Work instruction:
Each line of the data below goes into the copy exactly; pictures do not.

Data in this exercise:
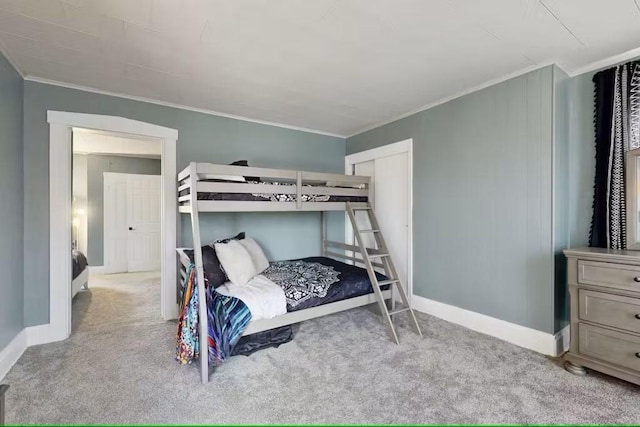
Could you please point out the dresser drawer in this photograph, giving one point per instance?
(619, 276)
(610, 310)
(615, 347)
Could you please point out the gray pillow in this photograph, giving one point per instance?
(213, 273)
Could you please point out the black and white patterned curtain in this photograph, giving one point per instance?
(617, 130)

Task result:
Could you please point out the dresser drawer in this photograph, giving one point per instance?
(619, 276)
(610, 310)
(615, 347)
Could you please point out the gray pillow in this photograph, giving one point per instance?
(213, 273)
Could you please point out the black and white patterned curtain in this photograph, giving one point per instance?
(617, 130)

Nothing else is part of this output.